Oopiri () | Thozha ()  is a 2016 Indian comedy-drama film directed by Vamshi Paidipally, and produced by PVP Cinema. The film stars Akkineni Nagarjuna, Karthi and Tamannaah while Prakash Raj, Vivek, Ali, Jayasudha, Kalpana, Tanikella Bharani and Manobala play supporting roles. Karthi debuts in Telugu cinema through this film. The film focuses on the lives of Vikramaditya, a quadriplegic billionaire, and Seenu, his ex-convict caretaker. Their realisation of the primacy of life and relationships over money and disability forms the major part of its story.

A remake of Olivier Nakache & Éric Toledano French film The Intouchables (2011), the film was simultaneously shot in Telugu and Tamil with the latter titled as Thozha (). The remake rights for The Intouchables were earlier acquired by Karan Johar and Guneet Monga in May 2014, who authorised PVP Cinema to produce the adaptation of this film in regional languages, postponing their previous plans; thus making Oopiri its first remake. Principal photography began in March 2015 and ended by February 2016 taking place in Chennai, Hyderabad, Paris, Belgrade and Novi Sad. Gopi Sundar composed the film's soundtrack and score, and P. S. Vinod handled the cinematography. Madhu and Praveen K. L. edited the Telugu and Tamil versions, respectively.

Produced on a budget of  million, Oopiri and Thozha were released globally on 25 March 2016. Both received critical acclaim for the performances of the principal cast(particularly Nagarjuna and Karthi), the cinematography, and Paidipally's work in adapting the original. They were commercially successful, grossing over 1 billion. The film received two wins at the 64th Filmfare Awards South, with Best Director (Telugu) for Paidipally and Best Cinematography for P. S. Vinod. Paidipally also received a win for Best Director Award at the 6th South Indian International Movie Awards. The film is considered one of the "25 Greatest Telugu Films Of The Decade" by Film Companion.

● **Required task**:
In the Oopiri article, who edited the Tamil version of the film?

● **Rows**:
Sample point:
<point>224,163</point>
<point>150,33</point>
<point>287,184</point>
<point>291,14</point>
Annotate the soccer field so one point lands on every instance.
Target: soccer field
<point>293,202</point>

● **Task solution**:
Praveen K. L.